» **The task**: Check each line of the data below for the word "spire", then extract the ones that have it.

== == ==

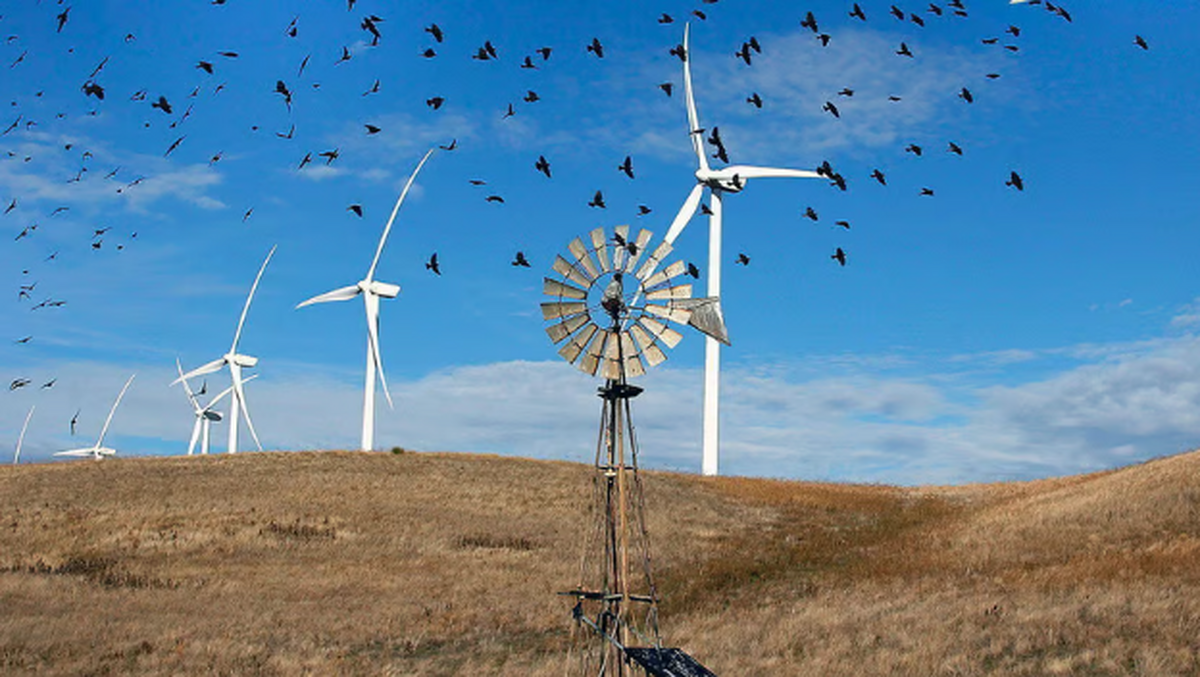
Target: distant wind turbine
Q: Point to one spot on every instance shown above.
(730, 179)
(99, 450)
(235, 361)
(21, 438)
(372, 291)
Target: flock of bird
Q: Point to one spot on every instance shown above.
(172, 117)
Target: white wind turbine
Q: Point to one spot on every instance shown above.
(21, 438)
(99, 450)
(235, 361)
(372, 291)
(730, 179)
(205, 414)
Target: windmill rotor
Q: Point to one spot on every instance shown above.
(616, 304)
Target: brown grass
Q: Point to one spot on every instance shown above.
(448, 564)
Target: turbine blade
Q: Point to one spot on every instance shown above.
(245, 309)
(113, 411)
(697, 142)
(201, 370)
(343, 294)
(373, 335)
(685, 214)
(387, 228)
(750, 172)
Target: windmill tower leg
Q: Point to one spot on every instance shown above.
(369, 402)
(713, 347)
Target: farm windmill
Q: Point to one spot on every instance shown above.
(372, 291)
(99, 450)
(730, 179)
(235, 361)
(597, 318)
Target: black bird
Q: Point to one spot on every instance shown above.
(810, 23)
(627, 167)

== == ==

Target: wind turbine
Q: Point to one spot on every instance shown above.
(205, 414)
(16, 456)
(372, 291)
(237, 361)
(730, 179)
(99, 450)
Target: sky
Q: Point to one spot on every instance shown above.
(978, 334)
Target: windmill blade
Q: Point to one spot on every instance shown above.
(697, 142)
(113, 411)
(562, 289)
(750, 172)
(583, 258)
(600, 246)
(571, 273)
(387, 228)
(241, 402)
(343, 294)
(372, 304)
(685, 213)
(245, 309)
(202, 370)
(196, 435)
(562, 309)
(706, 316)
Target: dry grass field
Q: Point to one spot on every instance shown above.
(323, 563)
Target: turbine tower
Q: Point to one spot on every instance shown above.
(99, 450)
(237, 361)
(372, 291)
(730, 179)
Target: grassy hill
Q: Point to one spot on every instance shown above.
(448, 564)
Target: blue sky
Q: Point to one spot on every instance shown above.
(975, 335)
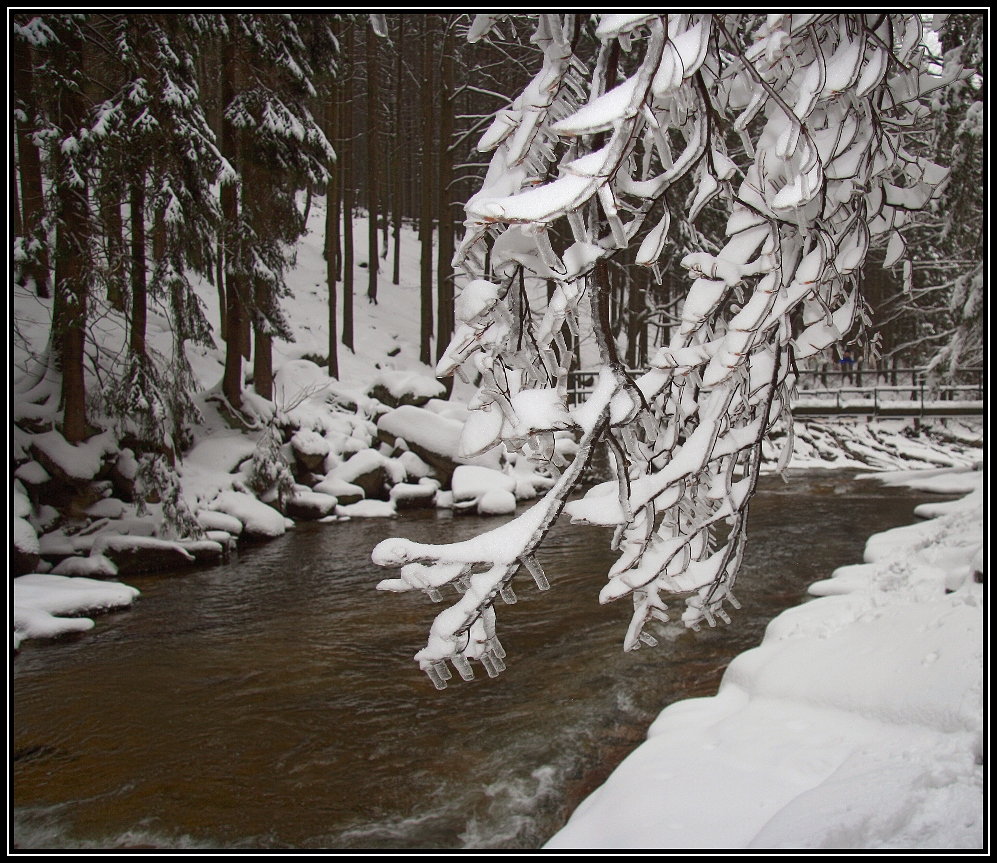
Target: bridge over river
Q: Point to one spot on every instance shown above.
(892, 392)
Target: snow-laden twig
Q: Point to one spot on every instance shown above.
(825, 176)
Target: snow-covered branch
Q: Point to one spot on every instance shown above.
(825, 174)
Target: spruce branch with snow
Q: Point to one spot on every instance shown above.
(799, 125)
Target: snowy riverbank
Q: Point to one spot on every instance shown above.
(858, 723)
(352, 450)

== == ==

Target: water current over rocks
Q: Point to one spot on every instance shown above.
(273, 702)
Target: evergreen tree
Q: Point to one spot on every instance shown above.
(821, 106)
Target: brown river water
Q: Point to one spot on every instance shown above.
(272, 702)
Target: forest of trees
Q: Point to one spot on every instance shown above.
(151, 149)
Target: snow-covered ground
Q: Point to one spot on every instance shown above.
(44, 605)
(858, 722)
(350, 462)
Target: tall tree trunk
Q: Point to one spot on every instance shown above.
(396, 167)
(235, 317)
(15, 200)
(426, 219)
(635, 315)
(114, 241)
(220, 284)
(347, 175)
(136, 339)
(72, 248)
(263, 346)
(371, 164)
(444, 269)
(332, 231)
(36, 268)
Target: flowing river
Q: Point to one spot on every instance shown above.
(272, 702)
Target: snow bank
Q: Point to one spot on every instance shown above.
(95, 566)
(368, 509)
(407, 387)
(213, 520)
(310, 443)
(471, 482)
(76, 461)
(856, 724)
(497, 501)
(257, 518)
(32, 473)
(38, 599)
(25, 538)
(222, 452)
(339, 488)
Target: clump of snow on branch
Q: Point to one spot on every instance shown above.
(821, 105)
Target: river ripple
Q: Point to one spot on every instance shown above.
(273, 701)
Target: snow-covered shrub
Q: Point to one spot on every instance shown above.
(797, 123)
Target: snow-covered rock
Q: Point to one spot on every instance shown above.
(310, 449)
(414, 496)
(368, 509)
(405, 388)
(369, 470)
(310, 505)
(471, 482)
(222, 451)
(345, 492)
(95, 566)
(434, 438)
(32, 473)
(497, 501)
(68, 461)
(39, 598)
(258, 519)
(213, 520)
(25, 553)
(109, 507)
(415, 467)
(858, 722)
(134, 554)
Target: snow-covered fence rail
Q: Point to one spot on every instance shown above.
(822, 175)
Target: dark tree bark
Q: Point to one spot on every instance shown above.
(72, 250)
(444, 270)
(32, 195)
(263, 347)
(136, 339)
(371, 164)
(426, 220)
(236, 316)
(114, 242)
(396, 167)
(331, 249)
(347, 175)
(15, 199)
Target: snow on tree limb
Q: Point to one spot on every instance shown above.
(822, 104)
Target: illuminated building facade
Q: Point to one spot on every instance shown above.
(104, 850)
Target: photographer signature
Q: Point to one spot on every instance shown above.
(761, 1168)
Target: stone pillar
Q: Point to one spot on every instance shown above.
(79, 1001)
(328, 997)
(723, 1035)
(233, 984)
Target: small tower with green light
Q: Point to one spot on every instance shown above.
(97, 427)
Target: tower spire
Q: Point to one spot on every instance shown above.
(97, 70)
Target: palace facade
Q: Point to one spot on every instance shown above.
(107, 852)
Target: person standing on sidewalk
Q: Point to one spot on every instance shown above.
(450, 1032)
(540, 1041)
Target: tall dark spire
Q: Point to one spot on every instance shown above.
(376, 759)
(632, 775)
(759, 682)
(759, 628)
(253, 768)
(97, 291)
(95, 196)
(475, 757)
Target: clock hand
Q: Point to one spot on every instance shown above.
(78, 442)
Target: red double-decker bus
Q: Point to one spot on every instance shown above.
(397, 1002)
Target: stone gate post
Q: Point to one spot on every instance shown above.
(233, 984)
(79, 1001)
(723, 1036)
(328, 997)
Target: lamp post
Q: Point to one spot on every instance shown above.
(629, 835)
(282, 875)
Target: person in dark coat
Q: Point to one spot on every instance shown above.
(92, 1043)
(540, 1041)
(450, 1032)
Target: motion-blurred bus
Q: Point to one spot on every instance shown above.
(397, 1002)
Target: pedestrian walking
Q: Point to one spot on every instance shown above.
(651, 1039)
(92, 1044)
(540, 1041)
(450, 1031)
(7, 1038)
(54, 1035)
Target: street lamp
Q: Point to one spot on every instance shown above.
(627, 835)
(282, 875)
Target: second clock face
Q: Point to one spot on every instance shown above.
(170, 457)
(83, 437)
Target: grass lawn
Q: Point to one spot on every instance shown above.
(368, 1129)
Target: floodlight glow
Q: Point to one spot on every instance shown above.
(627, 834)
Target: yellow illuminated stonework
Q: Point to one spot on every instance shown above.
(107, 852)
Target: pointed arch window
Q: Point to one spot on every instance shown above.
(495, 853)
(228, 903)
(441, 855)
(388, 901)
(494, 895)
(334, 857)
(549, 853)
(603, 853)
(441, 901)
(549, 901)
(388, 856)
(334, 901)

== == ==

» **Solution to the exercise**:
Target: tower spire
Target: tall dark spire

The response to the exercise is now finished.